TASK PROMPT:
Among the records that follow, find the line with "pixel 119 260" and the line with "pixel 260 280". Set down those lines and all lines between them exactly, without adding anything.

TASK INPUT:
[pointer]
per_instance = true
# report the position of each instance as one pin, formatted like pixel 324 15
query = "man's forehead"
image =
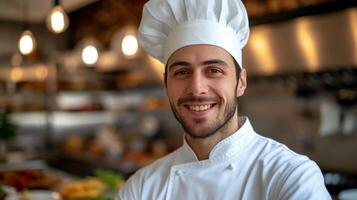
pixel 199 54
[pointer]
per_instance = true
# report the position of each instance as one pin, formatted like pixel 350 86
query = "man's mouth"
pixel 200 108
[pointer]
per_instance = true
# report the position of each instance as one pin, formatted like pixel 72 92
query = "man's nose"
pixel 197 85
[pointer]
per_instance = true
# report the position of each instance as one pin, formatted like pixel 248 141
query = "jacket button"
pixel 179 172
pixel 231 166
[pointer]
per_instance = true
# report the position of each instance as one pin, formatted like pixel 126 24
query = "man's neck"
pixel 202 147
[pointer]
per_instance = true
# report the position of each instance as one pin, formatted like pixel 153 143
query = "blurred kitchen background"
pixel 78 94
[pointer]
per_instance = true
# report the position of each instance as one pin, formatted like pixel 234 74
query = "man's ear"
pixel 242 84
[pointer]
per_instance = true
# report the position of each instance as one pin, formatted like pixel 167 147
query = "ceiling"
pixel 14 10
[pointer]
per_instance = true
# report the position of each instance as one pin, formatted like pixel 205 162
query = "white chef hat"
pixel 168 25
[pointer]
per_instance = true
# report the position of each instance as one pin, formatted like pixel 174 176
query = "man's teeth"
pixel 200 108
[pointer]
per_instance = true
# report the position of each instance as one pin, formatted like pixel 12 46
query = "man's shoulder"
pixel 158 167
pixel 278 154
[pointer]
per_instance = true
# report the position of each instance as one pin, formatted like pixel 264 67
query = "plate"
pixel 35 195
pixel 350 194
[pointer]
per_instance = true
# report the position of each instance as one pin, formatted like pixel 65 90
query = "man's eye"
pixel 181 73
pixel 214 71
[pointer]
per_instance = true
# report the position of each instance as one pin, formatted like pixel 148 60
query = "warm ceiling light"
pixel 16 74
pixel 57 20
pixel 90 55
pixel 27 42
pixel 129 45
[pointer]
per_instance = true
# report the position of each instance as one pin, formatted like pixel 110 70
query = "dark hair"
pixel 238 70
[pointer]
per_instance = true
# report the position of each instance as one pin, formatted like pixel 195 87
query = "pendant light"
pixel 57 20
pixel 27 42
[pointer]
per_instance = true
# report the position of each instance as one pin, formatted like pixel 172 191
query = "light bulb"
pixel 129 45
pixel 16 74
pixel 27 42
pixel 90 55
pixel 57 20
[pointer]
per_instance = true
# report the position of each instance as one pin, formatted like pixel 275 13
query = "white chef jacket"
pixel 244 165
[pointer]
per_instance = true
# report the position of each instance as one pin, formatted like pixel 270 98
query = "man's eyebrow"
pixel 179 63
pixel 214 61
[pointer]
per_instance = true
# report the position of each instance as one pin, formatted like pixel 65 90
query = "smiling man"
pixel 222 157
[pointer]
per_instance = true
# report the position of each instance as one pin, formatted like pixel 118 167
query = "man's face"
pixel 202 89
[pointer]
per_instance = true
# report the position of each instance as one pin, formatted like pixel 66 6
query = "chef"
pixel 222 157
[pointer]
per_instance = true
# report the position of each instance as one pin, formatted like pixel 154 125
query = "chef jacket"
pixel 244 165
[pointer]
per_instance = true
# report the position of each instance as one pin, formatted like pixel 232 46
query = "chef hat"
pixel 168 25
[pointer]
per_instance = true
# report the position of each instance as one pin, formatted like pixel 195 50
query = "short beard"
pixel 229 114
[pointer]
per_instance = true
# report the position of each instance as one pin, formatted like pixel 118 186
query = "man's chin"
pixel 199 133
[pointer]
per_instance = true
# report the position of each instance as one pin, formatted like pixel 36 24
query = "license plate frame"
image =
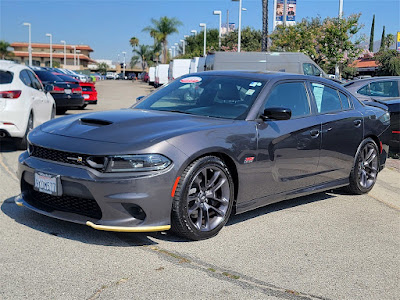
pixel 47 183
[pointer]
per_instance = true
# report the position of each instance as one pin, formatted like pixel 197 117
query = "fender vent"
pixel 96 122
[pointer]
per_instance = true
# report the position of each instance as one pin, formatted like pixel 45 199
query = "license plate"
pixel 47 183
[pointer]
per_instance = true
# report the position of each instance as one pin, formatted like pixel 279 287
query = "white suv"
pixel 24 103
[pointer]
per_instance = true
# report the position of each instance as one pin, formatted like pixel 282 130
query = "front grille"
pixel 60 156
pixel 49 203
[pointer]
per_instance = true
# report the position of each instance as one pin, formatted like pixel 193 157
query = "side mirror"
pixel 277 113
pixel 48 88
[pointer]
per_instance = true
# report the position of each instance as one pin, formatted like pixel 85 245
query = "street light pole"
pixel 124 53
pixel 30 43
pixel 205 38
pixel 218 12
pixel 51 48
pixel 240 24
pixel 65 52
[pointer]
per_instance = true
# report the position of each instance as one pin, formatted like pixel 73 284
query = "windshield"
pixel 206 95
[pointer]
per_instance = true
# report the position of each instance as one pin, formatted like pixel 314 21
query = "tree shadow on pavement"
pixel 69 230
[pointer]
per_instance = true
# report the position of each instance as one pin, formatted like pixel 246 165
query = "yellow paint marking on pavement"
pixel 6 168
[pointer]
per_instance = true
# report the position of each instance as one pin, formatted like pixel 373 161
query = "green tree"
pixel 389 62
pixel 371 36
pixel 134 41
pixel 264 43
pixel 4 52
pixel 144 55
pixel 382 40
pixel 161 29
pixel 102 68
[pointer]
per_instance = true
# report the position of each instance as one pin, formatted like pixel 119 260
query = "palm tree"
pixel 143 55
pixel 264 43
pixel 134 41
pixel 4 49
pixel 161 29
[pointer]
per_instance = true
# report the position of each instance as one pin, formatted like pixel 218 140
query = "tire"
pixel 203 199
pixel 22 143
pixel 365 170
pixel 60 111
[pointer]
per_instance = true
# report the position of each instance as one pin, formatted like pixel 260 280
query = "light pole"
pixel 65 52
pixel 218 12
pixel 51 48
pixel 240 24
pixel 183 46
pixel 74 55
pixel 205 37
pixel 30 43
pixel 124 53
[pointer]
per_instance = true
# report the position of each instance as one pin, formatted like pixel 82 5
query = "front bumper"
pixel 101 202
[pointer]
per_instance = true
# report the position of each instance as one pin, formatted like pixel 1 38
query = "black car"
pixel 207 144
pixel 381 92
pixel 67 95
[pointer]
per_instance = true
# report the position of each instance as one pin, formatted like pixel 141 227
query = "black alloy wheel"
pixel 203 199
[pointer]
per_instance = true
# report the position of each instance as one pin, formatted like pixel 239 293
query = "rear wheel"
pixel 203 199
pixel 365 170
pixel 22 143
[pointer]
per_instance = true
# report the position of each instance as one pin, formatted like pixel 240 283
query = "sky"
pixel 107 25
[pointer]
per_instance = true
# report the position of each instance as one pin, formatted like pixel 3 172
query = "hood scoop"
pixel 94 122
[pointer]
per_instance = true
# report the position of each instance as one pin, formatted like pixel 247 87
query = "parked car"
pixel 290 62
pixel 66 94
pixel 24 103
pixel 381 91
pixel 241 141
pixel 161 75
pixel 152 75
pixel 178 68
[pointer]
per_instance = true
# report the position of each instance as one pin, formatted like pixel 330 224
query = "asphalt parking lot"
pixel 325 246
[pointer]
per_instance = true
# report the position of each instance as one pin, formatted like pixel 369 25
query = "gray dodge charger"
pixel 205 145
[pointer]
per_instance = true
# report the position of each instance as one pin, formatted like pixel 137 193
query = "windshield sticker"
pixel 255 83
pixel 250 92
pixel 192 79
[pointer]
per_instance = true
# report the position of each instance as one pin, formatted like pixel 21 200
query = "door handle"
pixel 314 133
pixel 357 123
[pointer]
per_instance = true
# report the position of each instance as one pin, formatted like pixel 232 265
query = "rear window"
pixel 47 76
pixel 86 88
pixel 6 77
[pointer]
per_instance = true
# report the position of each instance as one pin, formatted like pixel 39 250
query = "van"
pixel 161 75
pixel 290 62
pixel 152 75
pixel 178 68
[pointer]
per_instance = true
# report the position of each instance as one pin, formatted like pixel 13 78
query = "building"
pixel 77 56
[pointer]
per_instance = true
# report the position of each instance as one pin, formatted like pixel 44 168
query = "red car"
pixel 89 92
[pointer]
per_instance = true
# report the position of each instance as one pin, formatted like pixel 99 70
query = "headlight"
pixel 137 163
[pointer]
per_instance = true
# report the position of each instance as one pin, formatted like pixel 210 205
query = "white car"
pixel 24 103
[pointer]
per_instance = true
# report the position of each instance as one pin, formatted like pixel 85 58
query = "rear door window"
pixel 326 98
pixel 6 77
pixel 384 89
pixel 24 76
pixel 290 95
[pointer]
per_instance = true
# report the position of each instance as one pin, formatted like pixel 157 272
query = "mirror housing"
pixel 48 88
pixel 276 113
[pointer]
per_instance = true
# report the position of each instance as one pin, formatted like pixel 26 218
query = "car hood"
pixel 129 126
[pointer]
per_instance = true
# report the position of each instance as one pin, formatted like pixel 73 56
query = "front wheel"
pixel 365 170
pixel 203 199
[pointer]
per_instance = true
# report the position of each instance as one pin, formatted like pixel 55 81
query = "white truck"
pixel 177 68
pixel 161 75
pixel 152 75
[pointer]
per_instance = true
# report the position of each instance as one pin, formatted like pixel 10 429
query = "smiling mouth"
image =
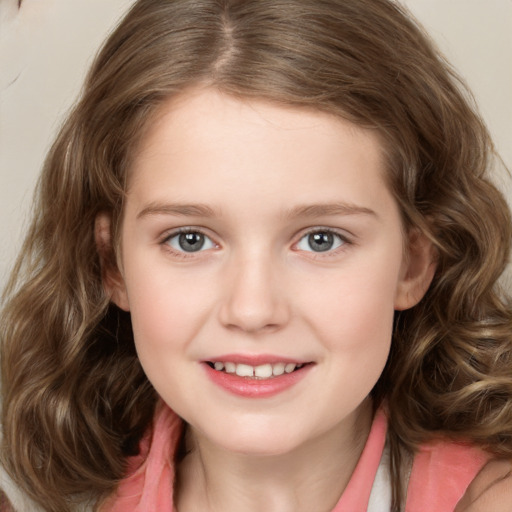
pixel 263 371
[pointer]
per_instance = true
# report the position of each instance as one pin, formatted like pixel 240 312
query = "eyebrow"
pixel 202 210
pixel 329 209
pixel 185 210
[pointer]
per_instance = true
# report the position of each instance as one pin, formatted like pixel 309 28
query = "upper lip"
pixel 255 359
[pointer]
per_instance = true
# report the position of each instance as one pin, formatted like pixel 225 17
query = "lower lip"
pixel 256 388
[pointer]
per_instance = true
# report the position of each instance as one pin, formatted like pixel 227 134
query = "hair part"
pixel 75 399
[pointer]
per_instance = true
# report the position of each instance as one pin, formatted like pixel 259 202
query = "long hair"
pixel 75 399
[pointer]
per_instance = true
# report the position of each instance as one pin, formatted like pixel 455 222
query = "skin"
pixel 265 177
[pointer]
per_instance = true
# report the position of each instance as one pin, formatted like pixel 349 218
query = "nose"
pixel 255 296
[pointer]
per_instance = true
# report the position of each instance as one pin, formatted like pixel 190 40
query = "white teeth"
pixel 278 369
pixel 244 370
pixel 290 367
pixel 264 371
pixel 230 367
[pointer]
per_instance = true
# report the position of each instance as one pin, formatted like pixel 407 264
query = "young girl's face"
pixel 261 240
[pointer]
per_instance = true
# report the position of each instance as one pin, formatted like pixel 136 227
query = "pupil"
pixel 321 241
pixel 191 242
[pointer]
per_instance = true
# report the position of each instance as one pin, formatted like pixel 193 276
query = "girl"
pixel 263 274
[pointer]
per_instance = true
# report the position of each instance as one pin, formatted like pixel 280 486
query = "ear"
pixel 417 270
pixel 113 281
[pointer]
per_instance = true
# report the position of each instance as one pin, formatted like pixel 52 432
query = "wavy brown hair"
pixel 75 399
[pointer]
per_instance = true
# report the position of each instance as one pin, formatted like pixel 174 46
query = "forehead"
pixel 204 123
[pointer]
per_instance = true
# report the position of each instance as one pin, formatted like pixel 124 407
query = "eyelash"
pixel 343 239
pixel 184 231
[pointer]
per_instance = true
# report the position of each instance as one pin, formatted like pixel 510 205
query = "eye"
pixel 190 241
pixel 320 241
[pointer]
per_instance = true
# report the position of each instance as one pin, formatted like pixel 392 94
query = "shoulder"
pixel 491 489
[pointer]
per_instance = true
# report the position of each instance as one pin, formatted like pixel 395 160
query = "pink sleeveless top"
pixel 441 472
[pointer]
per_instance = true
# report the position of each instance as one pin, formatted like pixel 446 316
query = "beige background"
pixel 46 46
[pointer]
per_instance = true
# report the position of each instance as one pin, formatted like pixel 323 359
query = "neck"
pixel 311 477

REPLY:
# report the position of each instance as one pin, formatted like pixel 119 260
query = "palm tree"
pixel 143 55
pixel 264 43
pixel 134 41
pixel 4 49
pixel 161 29
[pointer]
per_instance = true
# report the position of each instance as one pin, formatted like pixel 218 140
query = "tire"
pixel 203 199
pixel 22 143
pixel 365 170
pixel 60 111
[pointer]
per_instance = true
# report the position of each instance as one pin, formatted like pixel 260 280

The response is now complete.